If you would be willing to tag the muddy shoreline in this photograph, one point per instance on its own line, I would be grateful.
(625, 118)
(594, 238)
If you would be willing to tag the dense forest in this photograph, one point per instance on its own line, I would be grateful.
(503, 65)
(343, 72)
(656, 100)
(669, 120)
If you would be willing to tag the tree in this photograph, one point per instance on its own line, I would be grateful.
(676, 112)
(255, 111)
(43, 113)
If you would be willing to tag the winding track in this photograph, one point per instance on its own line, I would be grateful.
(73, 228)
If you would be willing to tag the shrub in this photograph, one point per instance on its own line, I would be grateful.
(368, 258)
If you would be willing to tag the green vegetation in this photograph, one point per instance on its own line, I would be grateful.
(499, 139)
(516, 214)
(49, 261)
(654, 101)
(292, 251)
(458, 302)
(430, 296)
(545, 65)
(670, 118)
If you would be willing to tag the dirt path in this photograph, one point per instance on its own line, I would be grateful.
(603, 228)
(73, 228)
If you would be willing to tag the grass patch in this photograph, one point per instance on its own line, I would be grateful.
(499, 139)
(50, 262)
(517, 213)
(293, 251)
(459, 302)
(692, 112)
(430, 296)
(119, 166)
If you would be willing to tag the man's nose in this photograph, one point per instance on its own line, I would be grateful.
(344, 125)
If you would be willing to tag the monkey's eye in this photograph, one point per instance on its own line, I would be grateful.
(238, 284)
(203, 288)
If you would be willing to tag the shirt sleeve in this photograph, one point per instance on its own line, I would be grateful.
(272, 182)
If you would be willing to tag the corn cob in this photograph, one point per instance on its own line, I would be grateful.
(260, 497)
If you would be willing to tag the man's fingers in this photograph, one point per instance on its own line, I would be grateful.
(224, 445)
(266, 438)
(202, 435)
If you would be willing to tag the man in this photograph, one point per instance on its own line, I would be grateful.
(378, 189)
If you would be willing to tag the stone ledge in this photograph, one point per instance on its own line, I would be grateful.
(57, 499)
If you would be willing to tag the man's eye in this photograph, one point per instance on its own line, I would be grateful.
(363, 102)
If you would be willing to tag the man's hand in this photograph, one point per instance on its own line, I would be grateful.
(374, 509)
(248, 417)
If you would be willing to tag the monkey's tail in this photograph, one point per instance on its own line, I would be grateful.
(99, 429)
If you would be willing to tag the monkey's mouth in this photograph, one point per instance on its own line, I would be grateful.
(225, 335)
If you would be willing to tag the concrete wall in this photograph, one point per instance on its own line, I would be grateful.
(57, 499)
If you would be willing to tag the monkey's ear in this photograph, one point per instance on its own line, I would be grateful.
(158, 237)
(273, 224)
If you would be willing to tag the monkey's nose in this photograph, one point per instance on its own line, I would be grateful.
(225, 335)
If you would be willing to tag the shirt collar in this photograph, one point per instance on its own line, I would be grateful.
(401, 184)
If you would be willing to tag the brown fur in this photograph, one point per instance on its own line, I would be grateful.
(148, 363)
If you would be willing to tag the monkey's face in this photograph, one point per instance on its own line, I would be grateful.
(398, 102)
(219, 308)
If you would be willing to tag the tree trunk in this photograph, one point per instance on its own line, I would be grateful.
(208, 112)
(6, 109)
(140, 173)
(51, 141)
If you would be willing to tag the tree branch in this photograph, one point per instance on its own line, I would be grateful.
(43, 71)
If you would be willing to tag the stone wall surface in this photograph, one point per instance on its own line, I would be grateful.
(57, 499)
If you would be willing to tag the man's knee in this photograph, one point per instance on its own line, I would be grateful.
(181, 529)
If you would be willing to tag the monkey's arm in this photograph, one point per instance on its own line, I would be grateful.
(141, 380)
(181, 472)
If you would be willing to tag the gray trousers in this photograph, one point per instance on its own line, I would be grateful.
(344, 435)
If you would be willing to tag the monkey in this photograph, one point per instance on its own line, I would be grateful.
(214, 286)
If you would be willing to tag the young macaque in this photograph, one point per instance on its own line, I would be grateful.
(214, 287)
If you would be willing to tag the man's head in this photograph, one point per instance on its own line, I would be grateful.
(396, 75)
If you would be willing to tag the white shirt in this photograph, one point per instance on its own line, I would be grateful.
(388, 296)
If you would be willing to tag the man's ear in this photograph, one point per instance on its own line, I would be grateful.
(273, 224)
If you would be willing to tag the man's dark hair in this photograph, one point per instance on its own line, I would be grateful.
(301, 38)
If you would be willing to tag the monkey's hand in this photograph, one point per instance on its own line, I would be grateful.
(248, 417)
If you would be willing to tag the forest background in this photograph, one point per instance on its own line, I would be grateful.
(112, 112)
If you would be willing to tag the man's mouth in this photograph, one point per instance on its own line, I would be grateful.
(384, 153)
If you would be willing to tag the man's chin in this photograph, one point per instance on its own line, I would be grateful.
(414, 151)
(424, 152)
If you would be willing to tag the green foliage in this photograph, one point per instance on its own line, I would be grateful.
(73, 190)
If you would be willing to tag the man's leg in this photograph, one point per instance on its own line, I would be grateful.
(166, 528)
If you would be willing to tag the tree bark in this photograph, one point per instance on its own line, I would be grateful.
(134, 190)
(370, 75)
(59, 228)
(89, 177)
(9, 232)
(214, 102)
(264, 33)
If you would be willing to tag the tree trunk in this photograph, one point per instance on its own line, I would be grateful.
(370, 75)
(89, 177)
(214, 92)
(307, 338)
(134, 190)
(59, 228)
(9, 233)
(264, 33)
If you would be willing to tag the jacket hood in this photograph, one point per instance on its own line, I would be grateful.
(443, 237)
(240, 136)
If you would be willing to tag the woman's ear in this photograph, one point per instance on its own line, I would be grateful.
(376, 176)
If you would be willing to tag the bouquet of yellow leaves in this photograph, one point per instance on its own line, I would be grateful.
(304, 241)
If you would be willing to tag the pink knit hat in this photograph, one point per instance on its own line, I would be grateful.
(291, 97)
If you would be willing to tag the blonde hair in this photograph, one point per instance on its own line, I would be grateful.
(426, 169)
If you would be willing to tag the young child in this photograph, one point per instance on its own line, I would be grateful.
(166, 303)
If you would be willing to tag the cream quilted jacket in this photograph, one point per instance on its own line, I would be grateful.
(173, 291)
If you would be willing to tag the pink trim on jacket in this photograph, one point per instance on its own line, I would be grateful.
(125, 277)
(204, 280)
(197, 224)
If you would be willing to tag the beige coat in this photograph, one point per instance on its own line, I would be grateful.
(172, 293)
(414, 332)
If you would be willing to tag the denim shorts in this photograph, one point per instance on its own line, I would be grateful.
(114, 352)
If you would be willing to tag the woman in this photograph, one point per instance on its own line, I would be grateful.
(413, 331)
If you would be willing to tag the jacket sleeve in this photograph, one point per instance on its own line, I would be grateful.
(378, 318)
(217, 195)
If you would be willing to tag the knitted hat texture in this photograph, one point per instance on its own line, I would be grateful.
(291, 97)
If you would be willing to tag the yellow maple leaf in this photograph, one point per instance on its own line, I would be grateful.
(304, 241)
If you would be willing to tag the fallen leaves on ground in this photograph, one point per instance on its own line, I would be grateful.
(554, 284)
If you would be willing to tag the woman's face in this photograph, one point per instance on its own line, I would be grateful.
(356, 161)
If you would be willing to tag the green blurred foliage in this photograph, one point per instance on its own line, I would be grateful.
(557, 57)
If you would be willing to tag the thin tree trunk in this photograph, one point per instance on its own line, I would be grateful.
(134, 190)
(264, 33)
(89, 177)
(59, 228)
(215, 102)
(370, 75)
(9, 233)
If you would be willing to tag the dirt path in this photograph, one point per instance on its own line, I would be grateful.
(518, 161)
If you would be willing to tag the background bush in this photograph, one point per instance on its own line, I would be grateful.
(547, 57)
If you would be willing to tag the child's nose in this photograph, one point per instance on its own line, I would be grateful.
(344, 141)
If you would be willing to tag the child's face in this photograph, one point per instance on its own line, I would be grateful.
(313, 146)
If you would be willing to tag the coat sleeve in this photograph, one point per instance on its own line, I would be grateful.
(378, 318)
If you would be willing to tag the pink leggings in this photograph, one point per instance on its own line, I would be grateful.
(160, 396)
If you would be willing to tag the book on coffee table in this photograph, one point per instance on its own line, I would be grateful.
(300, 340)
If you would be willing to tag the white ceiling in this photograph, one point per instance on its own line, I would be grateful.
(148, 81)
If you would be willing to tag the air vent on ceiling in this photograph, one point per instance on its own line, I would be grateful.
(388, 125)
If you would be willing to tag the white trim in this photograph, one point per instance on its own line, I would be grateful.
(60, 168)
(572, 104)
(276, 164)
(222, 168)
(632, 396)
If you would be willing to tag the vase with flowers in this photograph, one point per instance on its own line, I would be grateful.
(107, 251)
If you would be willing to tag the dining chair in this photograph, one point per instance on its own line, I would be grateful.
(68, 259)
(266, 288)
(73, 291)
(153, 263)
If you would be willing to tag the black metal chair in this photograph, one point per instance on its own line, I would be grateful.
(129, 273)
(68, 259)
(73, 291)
──────────
## What is needed
Print exactly the lines above, starting at the line that contains "If you would be willing to tag the book" and ending with the last line of the records, both included.

## Correct output
If you would be willing to tag the book on coffee table in this photograph, one point per instance on its own line, I would be grateful.
(300, 340)
If you would be willing to tag the white ceiling in this photograph, one point per instance on its own line, I would be grateful.
(148, 81)
If you would be willing to tag the air vent on ceiling in this photograph, one point per instance on its own line, I would be grateful.
(388, 125)
If you would be willing to tag the white trim in this photograph, one point per instance on its own line, I would be grateful.
(60, 168)
(572, 104)
(276, 164)
(222, 168)
(632, 396)
If you would be willing to tag the vase with flowers in this photograph, one point per instance on its own line, I would be grateful.
(107, 251)
If you would be willing to tag the dining chair in this photograph, one point per instance on its own line, I would be grateful.
(68, 259)
(266, 288)
(73, 291)
(153, 263)
If you would be willing to tag the black metal chair in this photograph, one point per instance on its own line, I would be grateful.
(129, 273)
(68, 259)
(73, 291)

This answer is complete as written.